### EXCERPT TO READ
————————

A. Likelihood of Success

Mr. Mitchell's complaint centers on allegations of past denial or delay in medical treatment, and he concedes that in January of 2014, he finally received surgery on his foot. While he complains that he continues to suffer as the result of this delay in treatment, neither his original complaint nor his amended complaint specifically refers to a failure to provide him with proper shoes. His complaint requests monetary damages for the Defendants' past conduct, and does not seek or refer to a need for ongoing or future treatment. Thus, he is unlikely to prevail on the merits of the request for corrective shoes that he raises in the present motion because he did not request such relief in his complaint. His remedy for his current complaint lies first within the MDOC's grievance procedure.

————————

### Dataset entries
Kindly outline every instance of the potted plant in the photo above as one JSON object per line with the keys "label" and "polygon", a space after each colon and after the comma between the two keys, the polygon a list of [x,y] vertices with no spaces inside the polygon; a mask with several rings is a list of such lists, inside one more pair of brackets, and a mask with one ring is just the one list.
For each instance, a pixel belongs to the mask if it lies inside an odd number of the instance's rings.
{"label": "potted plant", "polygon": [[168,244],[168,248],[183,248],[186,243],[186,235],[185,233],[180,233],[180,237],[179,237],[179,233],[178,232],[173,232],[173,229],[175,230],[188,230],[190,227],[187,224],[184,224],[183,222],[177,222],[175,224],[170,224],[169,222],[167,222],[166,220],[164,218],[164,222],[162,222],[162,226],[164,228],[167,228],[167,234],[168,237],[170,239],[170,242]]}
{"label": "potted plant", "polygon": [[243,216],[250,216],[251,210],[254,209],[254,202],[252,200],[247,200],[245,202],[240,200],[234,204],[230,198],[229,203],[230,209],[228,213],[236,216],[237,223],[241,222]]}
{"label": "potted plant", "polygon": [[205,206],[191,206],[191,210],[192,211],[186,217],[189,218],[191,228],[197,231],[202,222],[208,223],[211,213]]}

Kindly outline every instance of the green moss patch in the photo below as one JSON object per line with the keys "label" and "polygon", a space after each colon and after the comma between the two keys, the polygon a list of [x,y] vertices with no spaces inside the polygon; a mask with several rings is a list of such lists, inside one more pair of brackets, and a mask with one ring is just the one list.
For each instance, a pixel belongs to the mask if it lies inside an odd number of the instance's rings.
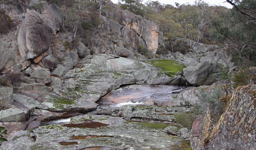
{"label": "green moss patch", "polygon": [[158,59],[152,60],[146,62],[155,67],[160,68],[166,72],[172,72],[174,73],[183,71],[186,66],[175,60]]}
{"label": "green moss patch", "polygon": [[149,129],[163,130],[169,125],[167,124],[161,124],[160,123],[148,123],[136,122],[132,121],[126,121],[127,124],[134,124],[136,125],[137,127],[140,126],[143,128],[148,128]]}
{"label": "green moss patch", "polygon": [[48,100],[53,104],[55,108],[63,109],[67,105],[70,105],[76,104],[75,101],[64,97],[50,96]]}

————————

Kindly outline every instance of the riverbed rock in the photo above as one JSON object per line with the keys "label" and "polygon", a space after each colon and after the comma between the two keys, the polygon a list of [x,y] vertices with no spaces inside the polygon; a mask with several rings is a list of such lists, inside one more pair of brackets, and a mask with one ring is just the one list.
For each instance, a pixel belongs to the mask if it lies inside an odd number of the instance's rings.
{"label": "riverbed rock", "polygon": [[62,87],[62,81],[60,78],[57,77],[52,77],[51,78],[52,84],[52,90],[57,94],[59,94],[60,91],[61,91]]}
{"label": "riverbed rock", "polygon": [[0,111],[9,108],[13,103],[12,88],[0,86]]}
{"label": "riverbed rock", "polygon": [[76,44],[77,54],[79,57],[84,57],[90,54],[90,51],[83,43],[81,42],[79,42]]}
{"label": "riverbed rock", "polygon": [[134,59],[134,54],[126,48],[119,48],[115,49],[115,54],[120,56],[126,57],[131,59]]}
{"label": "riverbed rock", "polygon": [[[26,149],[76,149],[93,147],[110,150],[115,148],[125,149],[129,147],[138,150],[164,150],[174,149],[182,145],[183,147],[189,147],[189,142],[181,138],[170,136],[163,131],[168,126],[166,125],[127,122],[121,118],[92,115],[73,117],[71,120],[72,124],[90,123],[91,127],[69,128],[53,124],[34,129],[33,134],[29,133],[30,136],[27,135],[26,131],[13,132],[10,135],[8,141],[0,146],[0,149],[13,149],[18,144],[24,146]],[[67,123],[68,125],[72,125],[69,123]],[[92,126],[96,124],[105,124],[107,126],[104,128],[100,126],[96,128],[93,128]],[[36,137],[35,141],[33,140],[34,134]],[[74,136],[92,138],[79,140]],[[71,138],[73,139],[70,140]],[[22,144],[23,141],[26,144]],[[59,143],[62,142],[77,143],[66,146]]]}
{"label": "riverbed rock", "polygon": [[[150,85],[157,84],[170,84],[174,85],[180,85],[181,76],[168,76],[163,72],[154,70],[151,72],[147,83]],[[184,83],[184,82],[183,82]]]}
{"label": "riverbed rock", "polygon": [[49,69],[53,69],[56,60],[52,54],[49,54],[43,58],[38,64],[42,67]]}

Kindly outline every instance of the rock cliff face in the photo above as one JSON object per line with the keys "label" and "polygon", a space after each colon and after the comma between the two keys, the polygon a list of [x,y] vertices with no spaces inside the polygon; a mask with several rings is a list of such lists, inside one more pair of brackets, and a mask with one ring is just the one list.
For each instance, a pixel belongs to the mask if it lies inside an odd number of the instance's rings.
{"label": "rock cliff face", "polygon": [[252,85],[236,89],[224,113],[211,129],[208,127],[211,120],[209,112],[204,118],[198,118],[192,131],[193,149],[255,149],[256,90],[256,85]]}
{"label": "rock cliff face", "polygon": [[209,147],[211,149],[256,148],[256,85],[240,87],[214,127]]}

————————

### PROBLEMS TO SOLVE
1. Transcribe the likelihood-of-success passage from "Mr. Mitchell's complaint" up to and including "MDOC's grievance procedure.".
2. According to the likelihood-of-success passage, when did Mr. Mitchell receive surgery on his foot?

### TASK RESULTS
1.
Mr. Mitchell's complaint centers on allegations of past denial or delay in medical treatment, and he concedes that in January of 2014, he finally received surgery on his foot. While he complains that he continues to suffer as the result of this delay in treatment, neither his original complaint nor his amended complaint specifically refers to a failure to provide him with proper shoes. His complaint requests monetary damages for the Defendants' past conduct, and does not seek or refer to a need for ongoing or future treatment. Thus, he is unlikely to prevail on the merits of the request for corrective shoes that he raises in the present motion because he did not request such relief in his complaint. His remedy for his current complaint lies first within the MDOC's grievance procedure.

2. In January of 2014.